CONSIGNE 1 = Recopiez fidèlement, dans la critique de l'album Plastic Eternity, le passage qui va de « Depuis ses débuts, le » jusqu'à « en tout genre. ».
CONSIGNE 2 = Traduisez en anglais cette phrase tirée de la critique de l'album Plastic Eternity : « Leur précédent album Digital Garbage traitait de la révolution numérique, qui manifestement les dépassait. »

TEXTE EXTRAIT =
((

Mudhoney – ‘Plastic Eternity’

Mudhoney – ‘Plastic Eternity’

Album / Sub Pop / 07.04.2023
Grunge

Lors des gros épisodes pluvieux à Seattle, qui n’est pas surnommée Rain City pour rien, le réseau des égouts est vite saturé, et des eaux non traitées débordent dans le canal qui coupe la ville en deux. Pour remédier à ce problème de salubrité publique, la municipalité a entrepris de creuser un gigantesque tunnel de stockage des eaux usées. La population locale a voté pour baptiser la foreuse de cinq mètres de diamètre en charge des travaux, et a choisi le nom de Mudhoney, en hommage aux vétérans du grunge. Ce n’est certes pas un prix reçu devant un parterre de célébrités plus glamour les unes que les autres, mais une attention qui a dû faire plaisir au groupe tant elle marque son influence locale. Ce genre de distinction en provenance du grand public arrive souvent lorsqu’un artiste a pris un virage consensuel, que le temps a poli les aspérités. Qu’on se rassure, ce n’est pas du tout le cas de la bande de Mike Arm à l’heure de la sortie de Plastic Eternity, son onzième album studio.

Depuis ses débuts, le groupe se nourrit de son indignation face à la violence ou l’absurdité de notre société, aux politiques économiques et guerrières menées par les gouvernements américains qui se sont succédés. Leur précédent album Digital Garbage traitait de la révolution numérique, qui manifestement les dépassait. Ici, et ce n’est pas vraiment une surprise, il est question d’écologie, et donc de l’ennemi récurrent qu’est le plastique, symbole de notre consommation démentielle. Les inondations succèdent aux avalanches d’immondices déferlant sur les climatosceptiques en tout genre.

))

DONNÉES BRUTES =
((

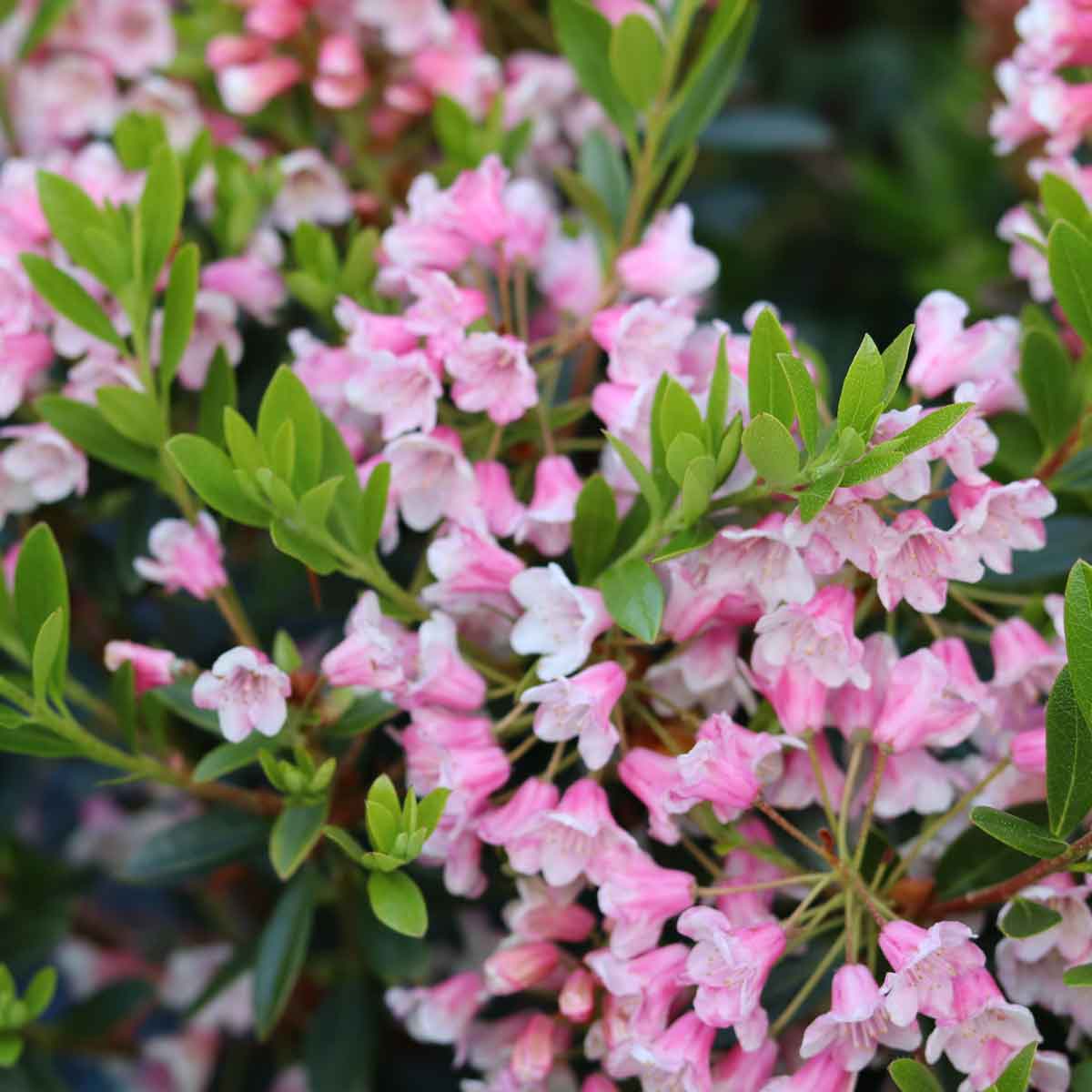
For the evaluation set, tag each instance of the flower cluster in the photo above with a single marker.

))

RÉPONSE RÉDIGÉE 1 =
Depuis ses débuts, le groupe se nourrit de son indignation face à la violence ou l’absurdité de notre société, aux politiques économiques et guerrières menées par les gouvernements américains qui se sont succédés. Leur précédent album Digital Garbage traitait de la révolution numérique, qui manifestement les dépassait. Ici, et ce n’est pas vraiment une surprise, il est question d’écologie, et donc de l’ennemi récurrent qu’est le plastique, symbole de notre consommation démentielle. Les inondations succèdent aux avalanches d’immondices déferlant sur les climatosceptiques en tout genre.

RÉPONSE RÉDIGÉE 2 = Their previous album, Digital Garbage, dealt with the digital revolution, which was clearly beyond them.